### The request
Starting at the beginning of the records and ending at the line containing "x=128, y=113", rewrite those lines with "tarmac road" changed to "asphalt road" and everything else kept the same. Leave the pictures out.
%%
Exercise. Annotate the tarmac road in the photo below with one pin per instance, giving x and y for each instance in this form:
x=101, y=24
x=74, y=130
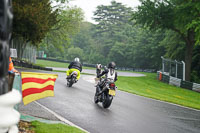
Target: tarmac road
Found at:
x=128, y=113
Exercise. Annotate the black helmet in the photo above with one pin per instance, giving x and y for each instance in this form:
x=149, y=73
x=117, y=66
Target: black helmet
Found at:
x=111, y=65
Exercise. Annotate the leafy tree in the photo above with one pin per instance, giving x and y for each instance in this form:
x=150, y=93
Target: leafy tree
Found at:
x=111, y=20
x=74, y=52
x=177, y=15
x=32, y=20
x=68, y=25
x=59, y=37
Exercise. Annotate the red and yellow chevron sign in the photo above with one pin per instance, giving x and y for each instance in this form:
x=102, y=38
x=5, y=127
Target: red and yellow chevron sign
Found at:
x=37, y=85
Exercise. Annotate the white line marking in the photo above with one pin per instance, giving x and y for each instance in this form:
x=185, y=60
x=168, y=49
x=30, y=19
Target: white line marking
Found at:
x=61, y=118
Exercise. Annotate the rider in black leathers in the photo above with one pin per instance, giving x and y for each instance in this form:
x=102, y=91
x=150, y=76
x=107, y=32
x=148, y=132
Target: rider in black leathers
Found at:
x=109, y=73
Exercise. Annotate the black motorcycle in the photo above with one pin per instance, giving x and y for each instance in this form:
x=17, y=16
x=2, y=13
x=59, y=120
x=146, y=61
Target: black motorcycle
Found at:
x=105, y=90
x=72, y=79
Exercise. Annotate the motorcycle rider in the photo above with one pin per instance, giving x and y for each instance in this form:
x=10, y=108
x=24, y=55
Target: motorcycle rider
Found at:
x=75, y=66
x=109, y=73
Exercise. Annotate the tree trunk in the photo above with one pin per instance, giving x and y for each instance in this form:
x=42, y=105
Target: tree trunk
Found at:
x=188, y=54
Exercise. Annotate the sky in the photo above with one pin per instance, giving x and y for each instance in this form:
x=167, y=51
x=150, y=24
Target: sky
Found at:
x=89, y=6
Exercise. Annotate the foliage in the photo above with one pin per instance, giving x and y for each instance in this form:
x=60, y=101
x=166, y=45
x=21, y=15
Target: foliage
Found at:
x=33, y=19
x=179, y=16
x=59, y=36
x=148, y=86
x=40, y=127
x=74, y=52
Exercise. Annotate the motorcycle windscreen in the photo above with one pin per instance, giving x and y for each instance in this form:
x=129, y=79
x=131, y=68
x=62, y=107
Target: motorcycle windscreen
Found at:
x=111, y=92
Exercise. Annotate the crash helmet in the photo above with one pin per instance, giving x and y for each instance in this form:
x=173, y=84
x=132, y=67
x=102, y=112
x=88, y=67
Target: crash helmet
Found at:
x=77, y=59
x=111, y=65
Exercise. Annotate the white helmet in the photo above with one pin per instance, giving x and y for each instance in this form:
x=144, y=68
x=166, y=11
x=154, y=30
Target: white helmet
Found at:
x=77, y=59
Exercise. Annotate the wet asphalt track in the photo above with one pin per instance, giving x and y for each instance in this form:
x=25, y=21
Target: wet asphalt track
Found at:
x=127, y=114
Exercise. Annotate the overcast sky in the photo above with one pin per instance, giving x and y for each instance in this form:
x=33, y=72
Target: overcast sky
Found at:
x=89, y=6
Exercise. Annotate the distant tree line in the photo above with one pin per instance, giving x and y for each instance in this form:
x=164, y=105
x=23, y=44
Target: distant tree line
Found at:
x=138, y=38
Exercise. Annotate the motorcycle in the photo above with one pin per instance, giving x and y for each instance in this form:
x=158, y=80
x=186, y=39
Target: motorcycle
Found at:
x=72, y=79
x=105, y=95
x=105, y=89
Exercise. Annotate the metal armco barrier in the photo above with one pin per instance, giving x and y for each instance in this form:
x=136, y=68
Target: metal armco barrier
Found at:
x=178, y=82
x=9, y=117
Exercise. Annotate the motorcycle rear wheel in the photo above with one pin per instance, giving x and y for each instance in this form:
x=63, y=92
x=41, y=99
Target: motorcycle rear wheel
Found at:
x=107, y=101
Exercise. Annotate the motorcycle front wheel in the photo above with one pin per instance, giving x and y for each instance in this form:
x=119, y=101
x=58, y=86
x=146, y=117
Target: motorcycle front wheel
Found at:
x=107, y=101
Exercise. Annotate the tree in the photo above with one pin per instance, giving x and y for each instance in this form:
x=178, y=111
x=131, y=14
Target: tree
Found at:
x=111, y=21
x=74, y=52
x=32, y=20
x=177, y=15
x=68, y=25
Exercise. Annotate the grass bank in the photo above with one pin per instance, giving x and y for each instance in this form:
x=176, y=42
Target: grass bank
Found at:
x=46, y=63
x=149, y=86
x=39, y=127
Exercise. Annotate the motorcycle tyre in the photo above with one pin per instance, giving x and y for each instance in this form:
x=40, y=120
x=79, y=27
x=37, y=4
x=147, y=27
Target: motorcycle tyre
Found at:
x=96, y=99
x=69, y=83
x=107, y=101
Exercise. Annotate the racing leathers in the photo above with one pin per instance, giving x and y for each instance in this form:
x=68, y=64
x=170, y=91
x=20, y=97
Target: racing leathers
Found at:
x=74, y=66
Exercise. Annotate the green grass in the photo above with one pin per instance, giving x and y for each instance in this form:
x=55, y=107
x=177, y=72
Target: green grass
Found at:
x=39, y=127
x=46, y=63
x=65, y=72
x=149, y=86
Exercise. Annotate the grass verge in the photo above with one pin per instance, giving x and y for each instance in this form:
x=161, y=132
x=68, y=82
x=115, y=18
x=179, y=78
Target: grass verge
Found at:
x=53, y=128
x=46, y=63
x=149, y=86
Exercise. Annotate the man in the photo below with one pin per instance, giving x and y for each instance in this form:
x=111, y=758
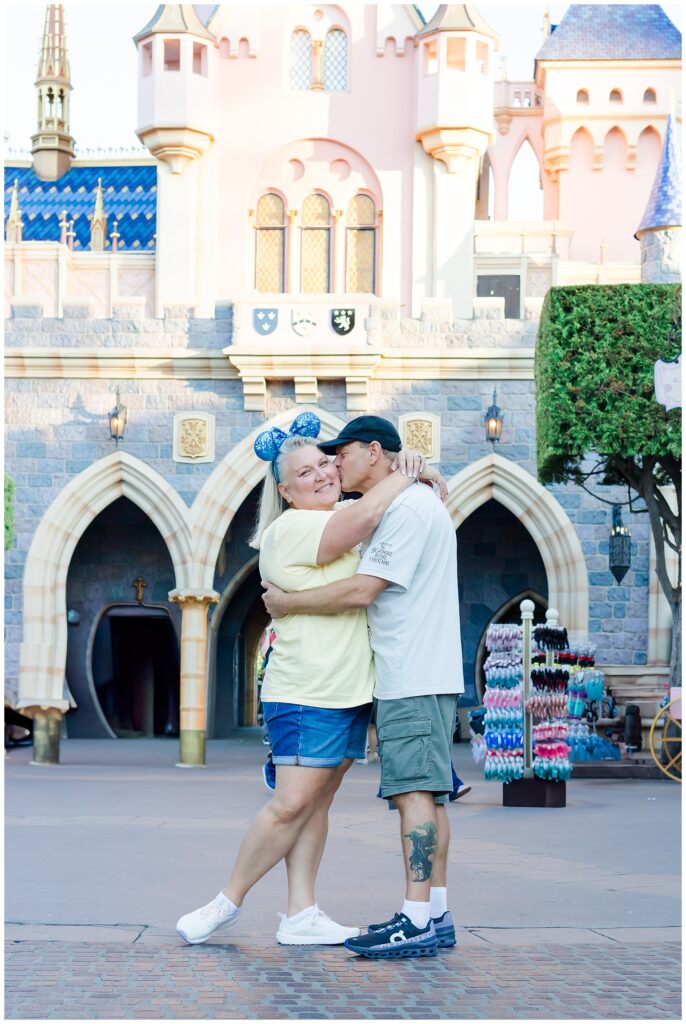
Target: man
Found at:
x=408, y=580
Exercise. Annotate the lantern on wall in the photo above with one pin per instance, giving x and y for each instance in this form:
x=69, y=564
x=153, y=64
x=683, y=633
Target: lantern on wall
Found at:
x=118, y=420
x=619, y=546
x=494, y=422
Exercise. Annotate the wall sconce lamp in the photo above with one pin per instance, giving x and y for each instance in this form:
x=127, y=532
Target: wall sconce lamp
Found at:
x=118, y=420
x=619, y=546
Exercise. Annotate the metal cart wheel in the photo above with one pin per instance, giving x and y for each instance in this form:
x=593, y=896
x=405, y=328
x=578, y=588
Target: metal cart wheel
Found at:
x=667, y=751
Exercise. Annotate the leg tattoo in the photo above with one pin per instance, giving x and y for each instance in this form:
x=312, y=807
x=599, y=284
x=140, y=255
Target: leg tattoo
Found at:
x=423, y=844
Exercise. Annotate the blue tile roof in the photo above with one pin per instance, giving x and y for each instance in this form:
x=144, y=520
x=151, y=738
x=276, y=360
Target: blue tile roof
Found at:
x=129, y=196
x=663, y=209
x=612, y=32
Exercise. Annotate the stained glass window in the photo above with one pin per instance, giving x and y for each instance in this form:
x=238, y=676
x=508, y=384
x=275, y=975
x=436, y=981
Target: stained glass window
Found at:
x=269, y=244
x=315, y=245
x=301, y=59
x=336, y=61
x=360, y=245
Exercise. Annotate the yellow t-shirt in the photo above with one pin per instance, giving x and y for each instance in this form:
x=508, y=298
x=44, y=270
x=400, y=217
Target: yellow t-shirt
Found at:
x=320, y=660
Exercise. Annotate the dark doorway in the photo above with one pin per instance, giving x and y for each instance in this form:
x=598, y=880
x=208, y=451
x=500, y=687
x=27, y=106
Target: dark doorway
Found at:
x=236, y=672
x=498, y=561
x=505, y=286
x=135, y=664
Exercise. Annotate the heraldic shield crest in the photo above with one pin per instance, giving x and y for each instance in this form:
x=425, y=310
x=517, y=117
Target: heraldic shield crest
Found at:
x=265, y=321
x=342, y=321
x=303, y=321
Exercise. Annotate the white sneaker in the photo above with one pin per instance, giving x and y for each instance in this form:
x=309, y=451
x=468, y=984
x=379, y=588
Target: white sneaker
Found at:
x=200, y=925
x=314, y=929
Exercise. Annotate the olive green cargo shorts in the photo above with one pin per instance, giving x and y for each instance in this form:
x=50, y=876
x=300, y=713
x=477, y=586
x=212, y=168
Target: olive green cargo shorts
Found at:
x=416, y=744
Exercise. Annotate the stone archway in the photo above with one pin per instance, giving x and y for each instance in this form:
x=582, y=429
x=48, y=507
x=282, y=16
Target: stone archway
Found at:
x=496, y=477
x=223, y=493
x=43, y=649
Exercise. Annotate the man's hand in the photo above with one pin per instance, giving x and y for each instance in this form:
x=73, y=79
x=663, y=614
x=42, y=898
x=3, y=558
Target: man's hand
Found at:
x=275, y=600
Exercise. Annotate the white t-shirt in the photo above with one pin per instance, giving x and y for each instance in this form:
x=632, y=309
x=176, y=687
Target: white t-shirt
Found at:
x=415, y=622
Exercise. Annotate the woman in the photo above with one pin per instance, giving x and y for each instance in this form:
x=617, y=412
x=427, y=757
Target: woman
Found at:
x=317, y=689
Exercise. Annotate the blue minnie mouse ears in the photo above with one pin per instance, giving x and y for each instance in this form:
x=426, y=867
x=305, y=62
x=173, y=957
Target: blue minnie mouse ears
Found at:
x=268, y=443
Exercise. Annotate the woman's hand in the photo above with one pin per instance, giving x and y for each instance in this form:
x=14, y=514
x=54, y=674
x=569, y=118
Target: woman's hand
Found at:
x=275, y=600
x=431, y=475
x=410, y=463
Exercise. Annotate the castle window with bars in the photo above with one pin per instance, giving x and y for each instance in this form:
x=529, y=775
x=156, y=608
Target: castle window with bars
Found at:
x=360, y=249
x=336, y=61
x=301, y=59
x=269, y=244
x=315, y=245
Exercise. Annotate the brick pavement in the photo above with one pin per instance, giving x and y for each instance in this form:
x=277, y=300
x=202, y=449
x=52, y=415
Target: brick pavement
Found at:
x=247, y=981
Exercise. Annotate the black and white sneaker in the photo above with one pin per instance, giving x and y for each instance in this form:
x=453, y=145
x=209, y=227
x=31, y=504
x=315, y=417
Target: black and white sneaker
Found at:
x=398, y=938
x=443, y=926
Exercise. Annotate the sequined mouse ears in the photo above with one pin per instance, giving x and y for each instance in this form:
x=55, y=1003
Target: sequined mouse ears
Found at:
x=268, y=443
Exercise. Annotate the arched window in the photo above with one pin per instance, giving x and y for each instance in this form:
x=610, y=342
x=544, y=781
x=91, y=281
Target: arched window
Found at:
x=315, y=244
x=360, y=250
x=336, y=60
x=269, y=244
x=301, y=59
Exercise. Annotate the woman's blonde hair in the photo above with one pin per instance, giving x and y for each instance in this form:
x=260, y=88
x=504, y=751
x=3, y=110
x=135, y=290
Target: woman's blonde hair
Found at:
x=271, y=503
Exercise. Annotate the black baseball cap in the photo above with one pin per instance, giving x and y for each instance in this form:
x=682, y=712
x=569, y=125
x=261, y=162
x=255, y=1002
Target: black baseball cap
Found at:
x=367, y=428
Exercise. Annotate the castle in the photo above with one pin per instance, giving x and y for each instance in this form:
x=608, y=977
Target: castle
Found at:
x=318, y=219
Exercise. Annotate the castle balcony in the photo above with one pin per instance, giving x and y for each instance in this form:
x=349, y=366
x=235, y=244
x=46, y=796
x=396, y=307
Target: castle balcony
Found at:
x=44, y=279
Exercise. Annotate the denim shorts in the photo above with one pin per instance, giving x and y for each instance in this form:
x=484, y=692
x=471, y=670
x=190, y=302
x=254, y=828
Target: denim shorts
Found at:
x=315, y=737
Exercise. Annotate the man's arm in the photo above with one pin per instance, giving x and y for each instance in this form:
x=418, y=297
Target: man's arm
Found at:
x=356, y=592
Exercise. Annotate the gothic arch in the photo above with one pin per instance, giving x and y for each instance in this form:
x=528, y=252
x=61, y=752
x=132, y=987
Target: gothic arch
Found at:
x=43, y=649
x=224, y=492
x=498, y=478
%%
### Result
Exercise. Annotate the asphalt road in the photo below with one pin per instance, giving x and y for each instance in this form:
x=101, y=24
x=74, y=130
Target: asphalt road
Found at:
x=128, y=113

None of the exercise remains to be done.